### Data for the task
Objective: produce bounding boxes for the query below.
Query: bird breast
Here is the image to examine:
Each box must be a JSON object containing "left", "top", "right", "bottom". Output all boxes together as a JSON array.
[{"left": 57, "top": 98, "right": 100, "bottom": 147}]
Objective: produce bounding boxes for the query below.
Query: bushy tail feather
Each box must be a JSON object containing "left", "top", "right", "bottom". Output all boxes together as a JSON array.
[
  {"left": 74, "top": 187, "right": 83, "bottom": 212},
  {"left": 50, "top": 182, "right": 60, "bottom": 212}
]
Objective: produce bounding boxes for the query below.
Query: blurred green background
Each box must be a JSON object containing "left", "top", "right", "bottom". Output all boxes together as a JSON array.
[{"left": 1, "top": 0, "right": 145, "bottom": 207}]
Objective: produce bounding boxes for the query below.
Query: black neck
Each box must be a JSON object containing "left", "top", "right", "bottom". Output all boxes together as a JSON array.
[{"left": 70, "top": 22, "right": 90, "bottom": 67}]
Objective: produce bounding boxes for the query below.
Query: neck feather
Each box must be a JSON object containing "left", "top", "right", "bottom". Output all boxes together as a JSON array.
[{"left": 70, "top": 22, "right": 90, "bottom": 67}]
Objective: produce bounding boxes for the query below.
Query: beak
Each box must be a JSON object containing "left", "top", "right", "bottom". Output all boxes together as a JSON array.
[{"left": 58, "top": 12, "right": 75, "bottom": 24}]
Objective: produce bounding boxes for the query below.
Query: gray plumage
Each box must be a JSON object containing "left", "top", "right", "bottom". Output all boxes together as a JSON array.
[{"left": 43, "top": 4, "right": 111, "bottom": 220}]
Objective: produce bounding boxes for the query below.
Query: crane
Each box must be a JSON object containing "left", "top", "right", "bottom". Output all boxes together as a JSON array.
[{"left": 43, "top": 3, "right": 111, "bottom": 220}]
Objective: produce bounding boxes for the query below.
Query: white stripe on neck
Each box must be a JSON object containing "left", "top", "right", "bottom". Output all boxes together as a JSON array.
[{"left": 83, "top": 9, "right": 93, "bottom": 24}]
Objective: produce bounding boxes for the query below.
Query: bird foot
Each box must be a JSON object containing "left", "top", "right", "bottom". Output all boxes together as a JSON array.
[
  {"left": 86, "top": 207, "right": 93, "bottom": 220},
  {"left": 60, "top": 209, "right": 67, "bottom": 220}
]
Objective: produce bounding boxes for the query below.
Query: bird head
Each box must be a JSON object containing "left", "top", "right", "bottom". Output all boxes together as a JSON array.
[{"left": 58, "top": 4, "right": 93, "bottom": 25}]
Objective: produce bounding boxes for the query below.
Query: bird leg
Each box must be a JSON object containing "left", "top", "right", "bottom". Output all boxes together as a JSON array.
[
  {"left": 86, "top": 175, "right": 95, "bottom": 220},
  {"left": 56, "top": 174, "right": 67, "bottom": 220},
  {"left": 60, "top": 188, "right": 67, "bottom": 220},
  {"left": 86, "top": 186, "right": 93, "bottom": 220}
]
######
From the records above, reproduce exactly the lines from the one with "Query: blurred green background" to the one with "Query: black neck", both included, and no others.

Query: blurred green background
Each box must be a JSON object containing "left", "top", "right", "bottom". Output all boxes together as a JSON array.
[{"left": 1, "top": 0, "right": 145, "bottom": 207}]
Objective: produce bounding boxes for the query below.
Query: black neck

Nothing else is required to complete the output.